*Questions d'étude*
• A. Pouvez-vous recopier, dans l'extrait sur les pneumatiques, tout ce qui va de « Diminuer encore l’usure » jusqu'à « émissions de CO2. » ?
• B. Comment poursuivriez-vous l'extrait sur les pneumatiques après sa dernière phrase ?

*Extrait fourni*
....

Diminuer encore l’usure des pneumatiques
Parmi les équipements des véhicules, les pneumatiques sont les premiers à être mis en avant pour leur contribution à la réduction des consommations de carburant et donc à la diminution des émissions de CO2.
Un pneumatique qui roule plus longtemps sera moins vite dans le circuit du recyclage, avec des gains à la clé. Sauf que pour Pascal Valaize, responsable marketing au sein du conseil administratif de Roady, l’enseigne d’entretien automobile des Mousquetaires (Intermarché), les pneus ont, au contraire, perdu en durée de vie sur une période plus longue. « Il y a une dizaine d’années, un pneu se changeait tous les 50 000 km environ. Actuellement, le chiffre est plutôt de l’ordre de 20 à 30 000 km, détaille-t-il. Les pneus s’usent plus qu’avant du fait de véhicules plus puissants et plus techniques ».
Arbitrer entre impératif de prix et environnement
Mais que ce soit pour les pneus ou le reste de l’entretien des véhicules, il existe une vraie volonté de respecter l’environnement, « mais cette volonté s’arrête aux prix. Dans la conjoncture actuelle, nombre de clients ne sont pas prêts à payer plus cher des produits ou des prestations », regrette Christophe Rollet, de Point S France. Un constat approuvé par Pascal Valaize : « L’innovation a beaucoup évolué ces dernières années et le parc automobile s’est profondément transformé. Mais en dépit de ces innovations, les clients veulent toujours un prix. Pour eux, investir, ne serait-ce que dans des pots catalytiques, reste très difficile ».
Autrement dit, dès que l’innovation n’apporte pas d’économies, elle n’attire pas les clients. Finalement, la responsabilité n’incomberait- elle pas aux fabricants et aux prestataires de services de séduire et convaincre ces clients ? « Oui, il y a en quelque sorte un « forcing d’influence » à faire, reprend Pascal Valaize, mais nous n’avons pas vraiment les moyens de les éduquer ». Et encore faut-il distinguer la clientèle classique de celle des flottes automobiles, mieux structurée. « Mais le comportement est le même dès lors qu’il s’agit de coûts », estime-t-il.

....

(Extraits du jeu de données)
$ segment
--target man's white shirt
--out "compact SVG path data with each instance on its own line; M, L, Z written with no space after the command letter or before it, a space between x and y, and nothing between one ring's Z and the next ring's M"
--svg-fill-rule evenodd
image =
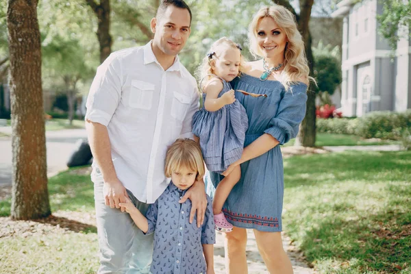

....

*Réponses par consigne*
• A.
Diminuer encore l’usure des pneumatiques
Parmi les équipements des véhicules, les pneumatiques sont les premiers à être mis en avant pour leur contribution à la réduction des consommations de carburant et donc à la diminution des émissions de CO2.

• B.
Environnement : la responsabilité des enseignes d’entretien
Pascal Valaize, responsable marketing au sein du conseil administratif de Roady
Cette situation n’empêche pas les enseignes d’assumer des prestations plus conformes au respect de l’environnement. « Nous préférerons réaliser nous-mêmes la vidange de véhicules plutôt que de vendre des lubrifiants aux clients. Au moins, nous sommes sûrs que les choses seront faites pour le recyclage des lubrifiants », poursuit Pascal Valaize. Ces enseignes travaillent aussi avec des sociétés spécialisées dans l’environnement et le recyclage, comme Veolia, Chimirec, Aliapur, FRP, etc. « Mais nous sommes plus suiveurs que décideurs, pointe Christophe Rollet, de Point S France. Les manufacturiers investissent beaucoup, des économies d’énergie jusqu’au lavage sans eau, en passant par la qualité des huiles. Mais pour notre part, nous ne pouvons pas trop nous diversifier, des choix sont à faire ». Des choix par définition stratégiques et lourds d’investissements. D’autant que dans un avenir proche, des décisions délicates sont à prendre autour du véhicule électrique. « Son arrivée va affecter de nombreux aspects de l’entretien automobile, prédit Christophe Rollet, de la carburation jusqu’à certaines pièces détachées. Cela va nous obliger à modifier notre offre de services ».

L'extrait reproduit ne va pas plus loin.